(EXCERPTED DATA)

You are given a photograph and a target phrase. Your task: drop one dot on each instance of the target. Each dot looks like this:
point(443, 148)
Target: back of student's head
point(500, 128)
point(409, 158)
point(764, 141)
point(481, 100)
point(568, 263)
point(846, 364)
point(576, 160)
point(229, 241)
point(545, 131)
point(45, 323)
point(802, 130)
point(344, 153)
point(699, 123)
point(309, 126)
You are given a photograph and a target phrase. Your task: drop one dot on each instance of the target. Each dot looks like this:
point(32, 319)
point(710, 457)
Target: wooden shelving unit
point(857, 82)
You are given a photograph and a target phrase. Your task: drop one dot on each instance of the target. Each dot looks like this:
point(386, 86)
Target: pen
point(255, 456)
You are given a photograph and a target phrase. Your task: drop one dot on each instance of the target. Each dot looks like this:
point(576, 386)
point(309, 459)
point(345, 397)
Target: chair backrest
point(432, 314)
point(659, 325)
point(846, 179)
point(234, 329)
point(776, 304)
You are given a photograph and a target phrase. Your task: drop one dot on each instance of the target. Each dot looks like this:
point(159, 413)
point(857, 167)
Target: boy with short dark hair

(End EXCERPTED DATA)

The lines to retype run from the start of the entries through the line containing "point(345, 397)"; reproduce them exactly and add nothing.

> **COMPLETED EXERCISE**
You are given a photograph and a target phrase. Your task: drop one dot on each instance of the target. Each dot looks like this:
point(443, 148)
Target: back of student's head
point(500, 128)
point(409, 158)
point(764, 141)
point(481, 100)
point(568, 263)
point(846, 364)
point(576, 160)
point(229, 241)
point(545, 131)
point(45, 323)
point(802, 130)
point(344, 153)
point(699, 123)
point(309, 126)
You are given a photograph and a target phrase. Your task: drop one dot on each instance of the target. Each dot looks like this:
point(32, 319)
point(710, 457)
Target: wooden shelving unit
point(857, 82)
You are given a photograph and a target phrase. Your task: drop one dot on each instance of the target. Each dot looks like this:
point(386, 86)
Target: pen
point(255, 456)
You are given a photograph and a target phrase. Your task: drop one dot on each instance of the target. Each dot looks like this:
point(576, 386)
point(309, 459)
point(345, 397)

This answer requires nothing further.